### Your tasks
1 – According to the Dinosaur Jr. article, where and in what year did the band first jam together?
2 – Carry the Dinosaur Jr. article forward from its final sentence, writing the next few paragraphs.

### Source document
= = = = = = =
Dinosaur Jr. loud as ever three decades later

Dinosaur Jr. comprise (from left) Jay Mascis, Lou Barlow and Emmett Jefferson Murphy III.
Dinosaur Jr. comprise (from left) Jay Mascis, Lou Barlow and Emmett Jefferson Murphy III. PHOTO: LEVI WALTON

American alternative rock elders Dinosaur Jr. say they have mellowed with age, more than three decades after the formation of the band.

Bassist Lou Barlow says: "There's not the same feeling of, like, tension we may have had when we were younger."

Still, the new material from their latest album, Give A Glimpse Of What Yer Not, does not stray from the band's early sounds because the way they make music has not changed.

"In some ways, it's exactly like it used to be. We do the same thing. J will write a song and give us the demo. I think the thing that keeps it similar is that the basic mechanics of the songs are similar," says Barlow, 50, referring to guitarist- singer Jay Mascis, who is better known as J. Mascis.

One thing he will not forget from their early days is how loud their practices were.

The first time they jammed, in Mascis' parents' house in 1984, Mascis played so loud that it sent him and drummer Emmett Jefferson "Murph" Murphy III running out of the room.
= = = = = = =
### Material
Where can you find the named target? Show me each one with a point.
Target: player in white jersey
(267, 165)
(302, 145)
= = = = = = =
### Answer list
1 – In Mascis' parents' house in 1984.

2 –
"The first practice we had, he was wearing those ear muffs that you use when you shoot guns. Murph and I saw him and we're like, 'Oh no, what does this mean?'

"He started to play and it was so loud that we had to run and find toilet paper to put in our ears, just to stand in the same room while he played."

In a telephone interview with The Straits Times from the band's home state of Massachusetts, Barlow adds that Mascis' penchant for volume stemmed from his beginnings as a drummer.

"When you sit and hit the drums, it gets very loud, you feel the drums physically.

"When he began to play the guitar, he wanted the guitar to have that same sort of dynamic effect on him. He played extremely loud to feel what he was playing."

The extreme volume, Mascis' distinctive drawl and the memorable hooks of their songs have made Dinosaur Jr. one of the most influential bands in the alternative rock world.

Their latest album, the 11th, was released this month.

While their early albums, Dinosaur (1985), You're Living All Over Me (1987) and Bug (1988), entrenched them as cult heroes, the band's early 1990s output, such as Where You Been (1993) and Without A Sound (1994), broke into the mainstream charts on the back of the era's alternative rock boom.

Due to personality conflicts with Mascis, Barlow was kicked out in 1989 and went on to form two other bands also important in the alternative rock canon - Sebadoh and The Folk Implosion.

Mascis retired the Dinosaur Jr. name in 1997 to go solo. In 2005, the founding members reunited and they have been recording and touring since.

Like their earlier releases, Give A Glimpse Of What Yer Not has been enthusiastically received by the music press. British rock magazine Kerrang! writes that it "reminds us how life-affirming their music can still be", while American music website Pitchfork held it up as proof that "their well for inspiration has not yet run dry".

Their volume, too, remains high.

The band's only show in Singapore to date, at the Esplanade Theatre in 2010 as part of that year's Mosaic music festival, featured stacks of amplifiers blasting their trademark, ear-drum shattering sound.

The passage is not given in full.